***** Provided records

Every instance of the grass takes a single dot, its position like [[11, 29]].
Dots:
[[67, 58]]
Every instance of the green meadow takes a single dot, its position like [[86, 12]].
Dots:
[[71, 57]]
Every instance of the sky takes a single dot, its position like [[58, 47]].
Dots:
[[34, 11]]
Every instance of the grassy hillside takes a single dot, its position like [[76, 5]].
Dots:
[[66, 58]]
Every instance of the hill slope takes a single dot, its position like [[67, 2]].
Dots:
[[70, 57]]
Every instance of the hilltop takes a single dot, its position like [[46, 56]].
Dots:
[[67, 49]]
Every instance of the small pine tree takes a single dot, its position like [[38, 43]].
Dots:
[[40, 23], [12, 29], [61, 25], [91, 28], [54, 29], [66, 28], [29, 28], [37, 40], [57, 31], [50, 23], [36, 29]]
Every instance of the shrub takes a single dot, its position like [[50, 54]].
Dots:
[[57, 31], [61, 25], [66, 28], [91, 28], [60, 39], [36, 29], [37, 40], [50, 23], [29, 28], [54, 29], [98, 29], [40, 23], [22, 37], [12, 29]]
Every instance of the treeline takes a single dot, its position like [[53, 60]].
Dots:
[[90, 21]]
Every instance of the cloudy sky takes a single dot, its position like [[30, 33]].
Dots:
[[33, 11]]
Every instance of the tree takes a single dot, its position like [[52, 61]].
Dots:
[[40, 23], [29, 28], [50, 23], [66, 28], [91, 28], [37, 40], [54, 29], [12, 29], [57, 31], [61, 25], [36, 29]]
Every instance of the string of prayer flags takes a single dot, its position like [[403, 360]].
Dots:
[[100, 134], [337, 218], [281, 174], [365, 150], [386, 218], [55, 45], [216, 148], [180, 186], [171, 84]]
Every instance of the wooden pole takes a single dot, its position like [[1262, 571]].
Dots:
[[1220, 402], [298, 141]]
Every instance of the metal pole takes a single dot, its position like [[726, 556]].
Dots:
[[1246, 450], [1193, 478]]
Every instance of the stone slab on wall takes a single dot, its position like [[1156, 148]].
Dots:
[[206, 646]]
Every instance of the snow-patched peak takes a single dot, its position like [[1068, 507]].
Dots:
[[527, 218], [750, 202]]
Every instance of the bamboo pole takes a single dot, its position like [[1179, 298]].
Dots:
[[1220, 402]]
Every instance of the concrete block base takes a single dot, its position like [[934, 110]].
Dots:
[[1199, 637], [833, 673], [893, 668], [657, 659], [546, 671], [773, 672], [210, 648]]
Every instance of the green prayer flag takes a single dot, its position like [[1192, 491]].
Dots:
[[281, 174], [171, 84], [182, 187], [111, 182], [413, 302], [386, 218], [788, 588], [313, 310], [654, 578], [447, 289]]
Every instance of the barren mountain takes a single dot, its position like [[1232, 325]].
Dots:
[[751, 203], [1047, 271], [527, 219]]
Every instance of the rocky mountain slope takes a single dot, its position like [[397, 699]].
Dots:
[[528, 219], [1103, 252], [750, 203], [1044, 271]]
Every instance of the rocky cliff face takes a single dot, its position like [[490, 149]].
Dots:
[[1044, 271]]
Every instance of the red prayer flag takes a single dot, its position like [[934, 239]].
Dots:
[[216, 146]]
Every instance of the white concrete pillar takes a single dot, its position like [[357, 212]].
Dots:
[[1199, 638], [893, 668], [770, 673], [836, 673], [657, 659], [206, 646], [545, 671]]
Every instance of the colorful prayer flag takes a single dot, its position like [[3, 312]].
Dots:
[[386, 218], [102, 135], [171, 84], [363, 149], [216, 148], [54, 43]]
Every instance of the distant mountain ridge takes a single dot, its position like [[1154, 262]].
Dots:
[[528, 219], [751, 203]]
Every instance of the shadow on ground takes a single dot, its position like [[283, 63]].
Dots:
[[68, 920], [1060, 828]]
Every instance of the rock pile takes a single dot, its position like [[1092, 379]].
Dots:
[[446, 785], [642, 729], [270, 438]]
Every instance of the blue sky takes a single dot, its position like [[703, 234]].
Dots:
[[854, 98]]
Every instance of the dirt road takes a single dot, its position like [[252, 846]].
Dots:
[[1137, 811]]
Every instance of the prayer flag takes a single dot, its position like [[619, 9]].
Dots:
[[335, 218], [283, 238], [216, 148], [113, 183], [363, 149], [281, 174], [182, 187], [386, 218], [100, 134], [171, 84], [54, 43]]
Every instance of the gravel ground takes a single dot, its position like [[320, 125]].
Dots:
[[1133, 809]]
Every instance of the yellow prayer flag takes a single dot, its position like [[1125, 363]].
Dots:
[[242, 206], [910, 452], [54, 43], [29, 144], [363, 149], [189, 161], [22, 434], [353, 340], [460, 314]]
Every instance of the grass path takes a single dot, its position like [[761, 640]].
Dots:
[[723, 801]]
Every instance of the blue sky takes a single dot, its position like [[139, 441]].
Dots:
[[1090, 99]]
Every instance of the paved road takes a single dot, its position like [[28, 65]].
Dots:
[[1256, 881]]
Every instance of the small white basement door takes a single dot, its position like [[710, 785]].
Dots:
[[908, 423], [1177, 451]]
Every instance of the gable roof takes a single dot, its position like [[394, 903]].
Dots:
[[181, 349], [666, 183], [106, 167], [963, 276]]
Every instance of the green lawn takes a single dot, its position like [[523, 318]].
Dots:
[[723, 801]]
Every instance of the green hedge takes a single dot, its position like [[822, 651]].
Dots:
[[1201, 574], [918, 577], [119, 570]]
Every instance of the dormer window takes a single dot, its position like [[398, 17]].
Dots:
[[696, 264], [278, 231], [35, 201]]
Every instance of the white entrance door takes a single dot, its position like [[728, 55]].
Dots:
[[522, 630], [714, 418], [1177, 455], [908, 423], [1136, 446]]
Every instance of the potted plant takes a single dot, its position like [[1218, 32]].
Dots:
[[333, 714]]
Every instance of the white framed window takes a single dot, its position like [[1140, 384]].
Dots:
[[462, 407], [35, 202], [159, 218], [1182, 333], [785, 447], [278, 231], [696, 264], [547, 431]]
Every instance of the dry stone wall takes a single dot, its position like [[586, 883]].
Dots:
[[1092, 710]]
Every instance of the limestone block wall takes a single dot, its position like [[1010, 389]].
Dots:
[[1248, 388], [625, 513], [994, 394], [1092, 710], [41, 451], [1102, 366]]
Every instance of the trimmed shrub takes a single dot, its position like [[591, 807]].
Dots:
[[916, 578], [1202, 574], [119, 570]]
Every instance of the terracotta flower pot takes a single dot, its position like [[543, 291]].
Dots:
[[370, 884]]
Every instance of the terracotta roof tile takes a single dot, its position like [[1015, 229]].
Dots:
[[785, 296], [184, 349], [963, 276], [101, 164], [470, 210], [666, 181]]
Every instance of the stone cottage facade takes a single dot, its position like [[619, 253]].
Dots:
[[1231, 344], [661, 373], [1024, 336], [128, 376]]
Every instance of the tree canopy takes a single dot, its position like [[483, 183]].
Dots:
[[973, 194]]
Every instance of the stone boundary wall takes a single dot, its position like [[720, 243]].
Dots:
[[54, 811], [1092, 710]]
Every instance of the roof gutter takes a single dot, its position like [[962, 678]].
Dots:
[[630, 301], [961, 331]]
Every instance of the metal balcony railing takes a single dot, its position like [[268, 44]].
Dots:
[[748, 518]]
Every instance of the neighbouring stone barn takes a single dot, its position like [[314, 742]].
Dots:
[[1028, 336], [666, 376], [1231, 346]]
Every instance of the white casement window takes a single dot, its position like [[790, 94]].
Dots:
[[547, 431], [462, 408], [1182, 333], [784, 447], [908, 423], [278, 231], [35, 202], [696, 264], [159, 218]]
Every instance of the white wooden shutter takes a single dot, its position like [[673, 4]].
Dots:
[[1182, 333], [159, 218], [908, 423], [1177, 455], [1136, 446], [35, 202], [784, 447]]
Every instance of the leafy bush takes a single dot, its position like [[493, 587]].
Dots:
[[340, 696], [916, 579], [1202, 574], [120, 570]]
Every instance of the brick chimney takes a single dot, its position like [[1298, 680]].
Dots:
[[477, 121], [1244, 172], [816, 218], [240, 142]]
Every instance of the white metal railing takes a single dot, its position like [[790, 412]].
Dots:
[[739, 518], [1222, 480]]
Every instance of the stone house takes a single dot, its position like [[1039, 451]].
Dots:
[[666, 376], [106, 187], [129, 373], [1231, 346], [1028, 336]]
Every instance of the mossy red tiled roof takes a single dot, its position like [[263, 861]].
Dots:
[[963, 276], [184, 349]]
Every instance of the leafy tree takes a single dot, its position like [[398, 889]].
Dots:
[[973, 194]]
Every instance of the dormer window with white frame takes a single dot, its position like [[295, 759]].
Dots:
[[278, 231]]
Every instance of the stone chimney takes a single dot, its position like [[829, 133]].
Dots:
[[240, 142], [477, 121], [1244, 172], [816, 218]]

**********

§ What is expected
Quote the rows from the line containing "Every instance of the stone cottage" through the end of the rows, including both ends.

§ Task response
Every instance of the stone cottage facade takes a single dot, its position like [[619, 253]].
Dots:
[[1231, 344], [661, 373], [1024, 336], [128, 376]]
Every instance of the tree canopy takes a single dot, its position like [[483, 183]].
Dots:
[[973, 194]]
Every instance of the stone boundary wall takes a single dot, its position like [[720, 243]].
Dots:
[[54, 811], [1092, 710]]
Every instance of the roof gutter takes a single dot, its position like [[962, 678]].
Dots:
[[630, 301], [961, 331]]
Every instance of the metal balcony railing takes a single dot, its position like [[268, 44]].
Dots:
[[748, 518]]
Every instance of the neighbouring stone barn takes a single dot, its position like [[314, 742]].
Dots:
[[1028, 336], [666, 376], [1231, 346]]
Every instance of the white casement window takes a single dot, its position like [[790, 94]].
Dots:
[[547, 431], [462, 408], [1182, 333], [784, 447], [908, 423], [278, 231], [35, 202], [696, 264], [159, 218]]
Every instance of the white wooden shutter takes a single dot, its position like [[673, 4]].
Dots:
[[1182, 333], [159, 218], [908, 423], [1177, 455], [1136, 446], [35, 202], [784, 447]]
Every instance of the leafy bush takes a single dot, its position like [[493, 587]].
Dots:
[[340, 696], [916, 579], [1202, 574], [120, 570]]
Every instance of the brick chimney takes a single dot, its position like [[1298, 680]].
Dots:
[[477, 121], [1244, 172], [816, 218], [240, 142]]
Every instance of the white metal railing takes a single dot, its position like [[790, 412]].
Dots:
[[739, 518], [1222, 480]]
Every instance of the stone house takes a single dot, its position like [[1039, 451]].
Dots:
[[666, 376], [106, 187], [129, 373], [1231, 346], [1028, 336]]
Every instance of the mossy red tiled roof takes a single dot, its position like [[263, 861]].
Dots:
[[963, 276], [184, 349]]
Every instance of the leafy tree takes a single dot, its position like [[398, 889]].
Dots:
[[973, 194]]
Every instance of the dormer window with white frame takes a single dot, its position like [[295, 759]].
Dots:
[[278, 231]]
Every instance of the stone chimney takes a single dot, its position like [[829, 133]].
Dots:
[[240, 142], [477, 121], [1244, 172], [816, 218]]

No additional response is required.